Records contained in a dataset
● ● ●

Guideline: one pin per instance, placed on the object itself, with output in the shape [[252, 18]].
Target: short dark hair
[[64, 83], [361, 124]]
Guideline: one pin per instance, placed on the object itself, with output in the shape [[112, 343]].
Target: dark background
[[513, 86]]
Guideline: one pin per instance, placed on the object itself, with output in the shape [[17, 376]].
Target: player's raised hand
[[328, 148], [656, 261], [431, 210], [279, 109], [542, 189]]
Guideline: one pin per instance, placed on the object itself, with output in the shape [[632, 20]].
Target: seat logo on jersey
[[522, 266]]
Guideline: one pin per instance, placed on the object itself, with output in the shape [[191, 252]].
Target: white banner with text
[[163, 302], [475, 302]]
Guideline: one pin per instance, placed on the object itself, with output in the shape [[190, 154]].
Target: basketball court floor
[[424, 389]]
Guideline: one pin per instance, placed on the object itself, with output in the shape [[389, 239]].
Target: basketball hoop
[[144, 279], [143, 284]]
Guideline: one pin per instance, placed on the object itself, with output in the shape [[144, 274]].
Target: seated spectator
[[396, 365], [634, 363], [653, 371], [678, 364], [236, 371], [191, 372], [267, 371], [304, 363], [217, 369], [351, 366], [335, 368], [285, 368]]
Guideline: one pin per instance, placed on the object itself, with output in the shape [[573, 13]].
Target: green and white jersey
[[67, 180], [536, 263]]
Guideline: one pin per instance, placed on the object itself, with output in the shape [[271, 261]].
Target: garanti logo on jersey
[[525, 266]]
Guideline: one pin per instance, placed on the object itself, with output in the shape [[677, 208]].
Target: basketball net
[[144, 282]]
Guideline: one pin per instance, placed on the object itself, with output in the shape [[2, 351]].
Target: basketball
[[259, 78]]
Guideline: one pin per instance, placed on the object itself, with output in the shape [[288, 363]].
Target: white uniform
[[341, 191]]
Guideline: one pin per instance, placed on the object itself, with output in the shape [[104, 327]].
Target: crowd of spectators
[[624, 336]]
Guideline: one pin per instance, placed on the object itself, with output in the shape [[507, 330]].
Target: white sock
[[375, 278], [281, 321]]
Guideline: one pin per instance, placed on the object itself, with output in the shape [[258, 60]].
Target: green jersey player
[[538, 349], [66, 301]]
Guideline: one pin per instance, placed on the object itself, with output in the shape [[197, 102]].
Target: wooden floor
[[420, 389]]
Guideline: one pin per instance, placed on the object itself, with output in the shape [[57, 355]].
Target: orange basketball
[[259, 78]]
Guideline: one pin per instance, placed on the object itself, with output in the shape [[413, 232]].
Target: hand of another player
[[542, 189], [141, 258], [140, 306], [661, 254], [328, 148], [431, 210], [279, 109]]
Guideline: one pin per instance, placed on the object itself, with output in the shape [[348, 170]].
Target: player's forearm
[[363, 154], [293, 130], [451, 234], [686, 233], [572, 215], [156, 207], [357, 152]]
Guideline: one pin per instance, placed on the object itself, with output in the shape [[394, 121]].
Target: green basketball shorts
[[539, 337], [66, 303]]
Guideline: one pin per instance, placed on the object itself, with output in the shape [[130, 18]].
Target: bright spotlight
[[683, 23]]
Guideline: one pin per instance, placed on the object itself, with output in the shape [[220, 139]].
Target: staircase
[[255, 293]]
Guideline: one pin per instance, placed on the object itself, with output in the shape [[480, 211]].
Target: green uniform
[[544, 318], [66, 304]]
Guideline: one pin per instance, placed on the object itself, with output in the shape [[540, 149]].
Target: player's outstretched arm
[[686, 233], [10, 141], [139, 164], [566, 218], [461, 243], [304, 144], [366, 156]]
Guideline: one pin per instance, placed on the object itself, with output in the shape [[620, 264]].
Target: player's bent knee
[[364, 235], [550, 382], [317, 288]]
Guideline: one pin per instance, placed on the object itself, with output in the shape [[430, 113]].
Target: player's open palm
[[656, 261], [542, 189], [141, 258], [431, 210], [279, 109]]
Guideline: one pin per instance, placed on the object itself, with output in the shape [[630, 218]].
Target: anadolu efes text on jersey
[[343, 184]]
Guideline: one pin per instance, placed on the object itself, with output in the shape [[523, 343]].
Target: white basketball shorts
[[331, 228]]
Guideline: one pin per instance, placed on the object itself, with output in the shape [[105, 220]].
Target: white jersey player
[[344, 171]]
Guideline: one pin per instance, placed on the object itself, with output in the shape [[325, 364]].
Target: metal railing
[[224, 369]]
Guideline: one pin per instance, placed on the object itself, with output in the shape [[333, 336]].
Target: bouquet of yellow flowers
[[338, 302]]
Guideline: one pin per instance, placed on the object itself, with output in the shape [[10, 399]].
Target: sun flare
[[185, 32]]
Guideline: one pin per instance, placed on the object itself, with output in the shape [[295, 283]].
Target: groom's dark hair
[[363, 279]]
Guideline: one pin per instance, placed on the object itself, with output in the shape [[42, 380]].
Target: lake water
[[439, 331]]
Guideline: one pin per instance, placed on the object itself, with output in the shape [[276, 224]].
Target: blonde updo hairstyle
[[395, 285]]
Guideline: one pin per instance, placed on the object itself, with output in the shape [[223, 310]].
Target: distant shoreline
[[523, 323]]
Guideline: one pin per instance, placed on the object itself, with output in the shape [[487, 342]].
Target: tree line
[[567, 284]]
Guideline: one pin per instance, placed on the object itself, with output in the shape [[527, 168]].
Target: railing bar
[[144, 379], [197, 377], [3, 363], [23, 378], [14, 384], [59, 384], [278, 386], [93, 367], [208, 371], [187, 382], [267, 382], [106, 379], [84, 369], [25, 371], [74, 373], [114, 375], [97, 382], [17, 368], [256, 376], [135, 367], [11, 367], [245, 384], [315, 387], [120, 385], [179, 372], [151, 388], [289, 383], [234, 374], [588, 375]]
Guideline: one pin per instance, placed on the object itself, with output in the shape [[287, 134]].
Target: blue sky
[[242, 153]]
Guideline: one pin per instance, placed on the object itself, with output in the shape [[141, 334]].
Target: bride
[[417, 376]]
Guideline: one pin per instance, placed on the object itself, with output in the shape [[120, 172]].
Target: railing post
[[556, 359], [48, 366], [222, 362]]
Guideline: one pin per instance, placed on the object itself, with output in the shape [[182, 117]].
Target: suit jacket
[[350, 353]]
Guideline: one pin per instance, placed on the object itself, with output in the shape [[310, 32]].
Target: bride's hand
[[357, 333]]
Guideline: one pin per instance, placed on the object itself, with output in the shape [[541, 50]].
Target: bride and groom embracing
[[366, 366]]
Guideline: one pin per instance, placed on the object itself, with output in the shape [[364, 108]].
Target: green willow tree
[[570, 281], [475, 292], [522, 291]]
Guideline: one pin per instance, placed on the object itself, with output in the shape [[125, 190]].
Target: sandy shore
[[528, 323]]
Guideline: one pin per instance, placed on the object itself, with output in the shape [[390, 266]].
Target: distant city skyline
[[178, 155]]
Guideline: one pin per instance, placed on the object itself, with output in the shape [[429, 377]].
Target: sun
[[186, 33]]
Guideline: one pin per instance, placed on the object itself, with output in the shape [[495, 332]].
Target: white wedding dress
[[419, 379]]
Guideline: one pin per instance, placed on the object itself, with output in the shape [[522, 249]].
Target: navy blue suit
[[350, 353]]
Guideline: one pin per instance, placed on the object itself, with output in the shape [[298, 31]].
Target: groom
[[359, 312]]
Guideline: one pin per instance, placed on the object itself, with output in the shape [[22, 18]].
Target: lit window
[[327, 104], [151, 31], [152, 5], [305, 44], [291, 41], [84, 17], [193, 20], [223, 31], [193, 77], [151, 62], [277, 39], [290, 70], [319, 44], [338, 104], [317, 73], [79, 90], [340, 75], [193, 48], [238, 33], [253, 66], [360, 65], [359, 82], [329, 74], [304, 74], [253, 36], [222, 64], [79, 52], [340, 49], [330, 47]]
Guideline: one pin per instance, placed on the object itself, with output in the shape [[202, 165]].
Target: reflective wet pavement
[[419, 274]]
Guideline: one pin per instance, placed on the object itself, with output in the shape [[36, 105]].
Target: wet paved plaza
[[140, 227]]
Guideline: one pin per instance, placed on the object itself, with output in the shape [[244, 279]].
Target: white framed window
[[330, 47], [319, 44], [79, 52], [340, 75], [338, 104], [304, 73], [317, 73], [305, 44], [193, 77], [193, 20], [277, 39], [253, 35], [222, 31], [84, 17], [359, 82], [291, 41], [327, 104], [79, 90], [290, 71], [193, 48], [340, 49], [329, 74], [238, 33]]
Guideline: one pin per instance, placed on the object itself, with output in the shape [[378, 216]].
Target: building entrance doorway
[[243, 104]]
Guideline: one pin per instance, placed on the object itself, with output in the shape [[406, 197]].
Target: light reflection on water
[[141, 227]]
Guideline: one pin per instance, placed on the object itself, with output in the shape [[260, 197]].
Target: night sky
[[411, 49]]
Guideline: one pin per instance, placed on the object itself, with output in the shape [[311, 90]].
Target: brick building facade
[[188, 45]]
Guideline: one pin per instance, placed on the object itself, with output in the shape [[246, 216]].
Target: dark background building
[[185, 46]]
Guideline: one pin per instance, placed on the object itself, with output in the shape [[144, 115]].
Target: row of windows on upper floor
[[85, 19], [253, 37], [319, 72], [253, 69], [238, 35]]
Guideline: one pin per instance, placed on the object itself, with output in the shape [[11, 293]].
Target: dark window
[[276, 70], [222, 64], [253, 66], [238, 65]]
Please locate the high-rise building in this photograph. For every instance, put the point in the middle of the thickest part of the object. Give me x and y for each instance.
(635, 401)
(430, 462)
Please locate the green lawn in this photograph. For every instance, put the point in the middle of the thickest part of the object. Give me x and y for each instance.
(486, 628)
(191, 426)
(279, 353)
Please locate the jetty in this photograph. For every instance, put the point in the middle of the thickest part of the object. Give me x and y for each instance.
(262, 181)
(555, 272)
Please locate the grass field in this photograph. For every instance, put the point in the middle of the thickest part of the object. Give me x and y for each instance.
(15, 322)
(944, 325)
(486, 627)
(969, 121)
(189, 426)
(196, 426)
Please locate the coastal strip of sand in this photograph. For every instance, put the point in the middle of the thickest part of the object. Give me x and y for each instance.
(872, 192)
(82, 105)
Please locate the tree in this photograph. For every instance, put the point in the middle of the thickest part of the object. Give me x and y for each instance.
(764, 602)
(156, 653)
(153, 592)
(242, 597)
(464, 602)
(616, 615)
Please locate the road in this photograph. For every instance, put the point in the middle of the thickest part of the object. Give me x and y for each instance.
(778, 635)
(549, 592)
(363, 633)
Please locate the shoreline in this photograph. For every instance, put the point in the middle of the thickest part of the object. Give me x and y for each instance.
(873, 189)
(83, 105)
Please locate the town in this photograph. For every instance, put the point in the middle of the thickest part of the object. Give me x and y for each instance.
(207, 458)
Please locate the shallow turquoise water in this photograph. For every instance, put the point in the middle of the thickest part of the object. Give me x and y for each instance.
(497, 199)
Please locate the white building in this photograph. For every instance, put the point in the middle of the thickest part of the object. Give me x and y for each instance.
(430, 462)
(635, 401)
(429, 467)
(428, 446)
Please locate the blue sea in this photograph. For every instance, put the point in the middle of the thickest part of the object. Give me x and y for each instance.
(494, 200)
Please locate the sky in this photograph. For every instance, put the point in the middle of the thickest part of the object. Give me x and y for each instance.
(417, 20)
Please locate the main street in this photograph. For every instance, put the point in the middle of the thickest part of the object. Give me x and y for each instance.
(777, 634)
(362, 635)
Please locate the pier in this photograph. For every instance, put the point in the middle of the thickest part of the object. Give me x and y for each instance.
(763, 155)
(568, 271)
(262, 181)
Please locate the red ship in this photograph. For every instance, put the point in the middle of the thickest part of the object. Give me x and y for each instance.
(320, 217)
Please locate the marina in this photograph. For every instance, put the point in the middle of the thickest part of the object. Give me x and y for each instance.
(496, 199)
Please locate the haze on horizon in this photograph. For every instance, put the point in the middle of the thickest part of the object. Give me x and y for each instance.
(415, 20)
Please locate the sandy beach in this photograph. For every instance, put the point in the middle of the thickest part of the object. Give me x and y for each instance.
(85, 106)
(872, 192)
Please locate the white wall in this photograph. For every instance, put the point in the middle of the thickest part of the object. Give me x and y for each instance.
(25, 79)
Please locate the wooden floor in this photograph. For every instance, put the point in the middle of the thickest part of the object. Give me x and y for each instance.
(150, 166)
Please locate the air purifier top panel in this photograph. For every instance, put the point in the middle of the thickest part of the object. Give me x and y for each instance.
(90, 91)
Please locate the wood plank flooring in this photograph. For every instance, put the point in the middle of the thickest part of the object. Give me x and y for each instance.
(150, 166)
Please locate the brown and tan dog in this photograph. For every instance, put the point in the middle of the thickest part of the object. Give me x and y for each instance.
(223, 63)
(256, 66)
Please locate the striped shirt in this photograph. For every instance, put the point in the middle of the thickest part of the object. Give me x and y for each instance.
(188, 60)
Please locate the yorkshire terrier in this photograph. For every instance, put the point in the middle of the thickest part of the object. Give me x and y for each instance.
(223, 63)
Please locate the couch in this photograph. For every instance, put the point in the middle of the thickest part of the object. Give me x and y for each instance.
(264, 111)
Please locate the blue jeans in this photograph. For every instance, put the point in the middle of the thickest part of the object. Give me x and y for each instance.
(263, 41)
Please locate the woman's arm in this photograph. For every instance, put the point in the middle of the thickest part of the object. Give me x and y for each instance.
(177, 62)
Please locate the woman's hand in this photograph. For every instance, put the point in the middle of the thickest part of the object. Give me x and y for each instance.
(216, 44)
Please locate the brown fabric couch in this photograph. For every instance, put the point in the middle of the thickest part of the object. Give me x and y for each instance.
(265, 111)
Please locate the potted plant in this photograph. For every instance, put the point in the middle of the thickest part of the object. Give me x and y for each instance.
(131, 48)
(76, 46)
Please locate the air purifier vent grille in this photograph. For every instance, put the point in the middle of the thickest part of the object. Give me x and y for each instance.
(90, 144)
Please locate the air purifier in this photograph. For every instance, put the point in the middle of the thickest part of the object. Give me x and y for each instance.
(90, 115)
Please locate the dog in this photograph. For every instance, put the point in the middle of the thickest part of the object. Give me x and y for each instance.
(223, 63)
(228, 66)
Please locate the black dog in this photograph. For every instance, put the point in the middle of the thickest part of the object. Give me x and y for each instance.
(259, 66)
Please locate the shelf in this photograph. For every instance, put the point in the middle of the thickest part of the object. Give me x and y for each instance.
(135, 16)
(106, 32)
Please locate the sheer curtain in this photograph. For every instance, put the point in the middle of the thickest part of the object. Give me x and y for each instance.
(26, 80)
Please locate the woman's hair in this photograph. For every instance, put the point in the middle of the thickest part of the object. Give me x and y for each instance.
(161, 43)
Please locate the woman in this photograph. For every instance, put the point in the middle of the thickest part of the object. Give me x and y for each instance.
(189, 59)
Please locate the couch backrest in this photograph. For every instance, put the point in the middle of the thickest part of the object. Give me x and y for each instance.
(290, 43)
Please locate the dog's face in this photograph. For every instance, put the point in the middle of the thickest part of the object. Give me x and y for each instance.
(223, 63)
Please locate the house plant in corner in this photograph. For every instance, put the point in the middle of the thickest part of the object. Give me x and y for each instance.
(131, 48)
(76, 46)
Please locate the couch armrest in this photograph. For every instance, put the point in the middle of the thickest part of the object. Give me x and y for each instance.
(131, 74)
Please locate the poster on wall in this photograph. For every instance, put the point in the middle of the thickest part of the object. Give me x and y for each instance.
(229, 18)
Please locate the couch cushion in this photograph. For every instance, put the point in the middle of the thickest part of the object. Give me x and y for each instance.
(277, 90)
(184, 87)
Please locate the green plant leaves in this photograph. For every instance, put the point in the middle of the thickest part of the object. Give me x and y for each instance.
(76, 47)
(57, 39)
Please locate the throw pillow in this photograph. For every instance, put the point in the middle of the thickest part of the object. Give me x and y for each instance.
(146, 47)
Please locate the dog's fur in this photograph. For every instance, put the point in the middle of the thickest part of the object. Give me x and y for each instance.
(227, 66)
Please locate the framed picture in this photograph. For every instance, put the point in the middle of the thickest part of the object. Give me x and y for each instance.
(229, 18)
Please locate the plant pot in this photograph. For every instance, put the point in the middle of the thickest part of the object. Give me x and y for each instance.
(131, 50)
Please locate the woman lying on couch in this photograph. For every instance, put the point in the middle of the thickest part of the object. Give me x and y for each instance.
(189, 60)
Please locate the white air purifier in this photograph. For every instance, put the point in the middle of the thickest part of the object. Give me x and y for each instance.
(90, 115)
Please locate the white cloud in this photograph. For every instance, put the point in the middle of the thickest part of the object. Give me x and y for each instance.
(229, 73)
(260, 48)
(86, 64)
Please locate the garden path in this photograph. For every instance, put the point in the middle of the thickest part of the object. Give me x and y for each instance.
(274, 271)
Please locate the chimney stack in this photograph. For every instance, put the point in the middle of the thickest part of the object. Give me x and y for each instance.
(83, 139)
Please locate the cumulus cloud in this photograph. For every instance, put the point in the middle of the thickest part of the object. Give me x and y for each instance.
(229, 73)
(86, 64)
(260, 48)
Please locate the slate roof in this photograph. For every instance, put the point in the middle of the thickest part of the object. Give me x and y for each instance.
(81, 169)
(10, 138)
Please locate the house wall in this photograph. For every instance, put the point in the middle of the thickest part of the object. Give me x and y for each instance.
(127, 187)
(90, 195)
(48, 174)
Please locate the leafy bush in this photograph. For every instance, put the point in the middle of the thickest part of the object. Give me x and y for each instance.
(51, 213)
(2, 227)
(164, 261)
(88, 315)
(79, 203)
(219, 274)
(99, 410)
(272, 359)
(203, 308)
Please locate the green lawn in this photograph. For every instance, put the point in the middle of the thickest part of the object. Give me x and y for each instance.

● ● ●

Each line from the start of the records through the line holding "shape [[271, 261]]." must be returned exactly; nothing else belongs in the answer.

FINISHED EXERCISE:
Guideline: one pin per instance, placed on the object itself, with output in the shape [[252, 18]].
Target: short dark hair
[[64, 83], [361, 124]]
Guideline: one pin per instance, placed on the object itself, with output in the shape [[112, 343]].
Target: dark background
[[513, 86]]
Guideline: one pin per instance, placed on the object itself, with output in the shape [[17, 376]].
Target: player's raised hand
[[328, 148], [656, 261], [431, 210], [279, 109], [542, 189]]
Guideline: one pin per instance, placed on the object itself, with output in the shape [[632, 20]].
Target: seat logo on jersey
[[522, 266]]
Guideline: one pin per instance, placed on the object itself, with output in the shape [[191, 252]].
Target: white banner with text
[[163, 302], [475, 302]]
Guideline: one pin per instance, placed on the object itself, with output in the shape [[190, 154]].
Target: basketball court floor
[[424, 389]]
Guideline: one pin per instance, placed on the object itself, with output in the shape [[389, 239]].
Target: basketball hoop
[[144, 279], [143, 284]]
Guideline: one pin per instance, placed on the object itself, with output in the shape [[144, 274]].
Target: seated spectator
[[396, 365], [634, 363], [653, 371], [678, 364], [236, 371], [191, 372], [267, 371], [304, 363], [217, 369], [351, 366], [335, 368], [285, 368]]
Guideline: one pin per instance, placed on the object itself, with output in the shape [[573, 13]].
Target: green and white jersey
[[67, 180], [536, 263]]
Guideline: one pin per instance, placed on the object itself, with output in the shape [[271, 261]].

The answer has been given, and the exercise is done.